**Written problem:** Gather every line below that contains the word "shadowed" and copy each one. The match is case-sensitive.

====== Data excerpts ======

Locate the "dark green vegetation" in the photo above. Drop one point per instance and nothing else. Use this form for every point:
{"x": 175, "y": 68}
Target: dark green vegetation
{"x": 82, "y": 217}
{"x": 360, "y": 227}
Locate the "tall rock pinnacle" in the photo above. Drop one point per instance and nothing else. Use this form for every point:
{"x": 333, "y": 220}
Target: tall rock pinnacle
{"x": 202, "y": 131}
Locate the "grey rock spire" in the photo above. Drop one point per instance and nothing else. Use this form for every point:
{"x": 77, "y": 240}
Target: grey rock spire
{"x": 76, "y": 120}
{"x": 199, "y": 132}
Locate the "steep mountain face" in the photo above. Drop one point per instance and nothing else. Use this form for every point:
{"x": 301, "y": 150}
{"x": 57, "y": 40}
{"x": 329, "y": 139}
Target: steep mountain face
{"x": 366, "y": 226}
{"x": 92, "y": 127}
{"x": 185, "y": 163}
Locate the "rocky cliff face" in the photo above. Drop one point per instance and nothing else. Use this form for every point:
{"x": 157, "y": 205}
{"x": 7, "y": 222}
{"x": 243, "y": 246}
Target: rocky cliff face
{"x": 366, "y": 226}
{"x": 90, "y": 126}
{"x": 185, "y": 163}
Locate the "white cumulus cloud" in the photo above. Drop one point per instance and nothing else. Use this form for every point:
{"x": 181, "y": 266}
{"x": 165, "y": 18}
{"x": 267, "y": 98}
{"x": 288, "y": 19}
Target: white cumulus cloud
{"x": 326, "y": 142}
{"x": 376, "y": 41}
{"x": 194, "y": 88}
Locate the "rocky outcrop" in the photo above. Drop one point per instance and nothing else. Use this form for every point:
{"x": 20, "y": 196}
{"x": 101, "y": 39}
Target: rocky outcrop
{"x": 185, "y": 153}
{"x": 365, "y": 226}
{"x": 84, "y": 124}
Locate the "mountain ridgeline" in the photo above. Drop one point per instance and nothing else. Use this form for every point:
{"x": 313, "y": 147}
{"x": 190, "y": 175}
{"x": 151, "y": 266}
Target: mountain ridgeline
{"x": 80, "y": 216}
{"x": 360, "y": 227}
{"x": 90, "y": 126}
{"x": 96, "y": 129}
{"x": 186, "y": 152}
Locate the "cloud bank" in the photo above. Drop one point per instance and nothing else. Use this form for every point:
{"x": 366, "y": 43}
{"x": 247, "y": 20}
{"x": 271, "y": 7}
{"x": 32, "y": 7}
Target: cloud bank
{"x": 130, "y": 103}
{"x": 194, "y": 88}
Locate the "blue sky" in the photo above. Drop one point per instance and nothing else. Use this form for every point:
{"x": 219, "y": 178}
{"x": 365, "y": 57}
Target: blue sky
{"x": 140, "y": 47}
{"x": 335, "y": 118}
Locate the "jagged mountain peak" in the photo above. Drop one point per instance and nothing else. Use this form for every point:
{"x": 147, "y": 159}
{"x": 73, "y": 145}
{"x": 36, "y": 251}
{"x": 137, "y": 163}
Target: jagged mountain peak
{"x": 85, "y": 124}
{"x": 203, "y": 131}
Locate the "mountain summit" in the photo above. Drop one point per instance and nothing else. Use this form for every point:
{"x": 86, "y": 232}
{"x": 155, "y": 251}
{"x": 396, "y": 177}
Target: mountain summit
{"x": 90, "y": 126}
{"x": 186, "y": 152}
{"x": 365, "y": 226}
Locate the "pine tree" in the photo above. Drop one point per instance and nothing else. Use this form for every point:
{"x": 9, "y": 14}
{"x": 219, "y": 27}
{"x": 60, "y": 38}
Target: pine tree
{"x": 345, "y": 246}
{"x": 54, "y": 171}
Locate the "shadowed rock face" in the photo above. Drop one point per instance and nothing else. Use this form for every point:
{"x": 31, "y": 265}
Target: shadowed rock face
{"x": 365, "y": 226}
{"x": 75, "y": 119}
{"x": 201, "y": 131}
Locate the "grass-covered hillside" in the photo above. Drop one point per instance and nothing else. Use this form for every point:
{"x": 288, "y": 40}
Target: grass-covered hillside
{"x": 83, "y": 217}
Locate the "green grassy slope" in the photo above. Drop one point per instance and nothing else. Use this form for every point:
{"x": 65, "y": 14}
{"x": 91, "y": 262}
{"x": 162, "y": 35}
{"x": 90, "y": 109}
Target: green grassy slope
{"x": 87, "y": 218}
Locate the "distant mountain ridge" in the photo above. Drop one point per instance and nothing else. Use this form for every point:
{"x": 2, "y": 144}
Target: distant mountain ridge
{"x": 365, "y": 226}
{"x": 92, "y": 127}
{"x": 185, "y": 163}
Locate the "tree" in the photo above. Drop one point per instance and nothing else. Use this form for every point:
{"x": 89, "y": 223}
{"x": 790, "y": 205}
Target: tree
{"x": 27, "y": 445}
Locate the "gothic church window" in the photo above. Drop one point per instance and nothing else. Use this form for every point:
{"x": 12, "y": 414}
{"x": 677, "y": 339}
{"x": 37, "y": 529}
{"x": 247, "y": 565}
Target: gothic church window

======

**Complete response:**
Locate the "shadowed rock face" in the photo above. Drop one point per instance and nothing else. Use this form for every point:
Target: shadowed rock face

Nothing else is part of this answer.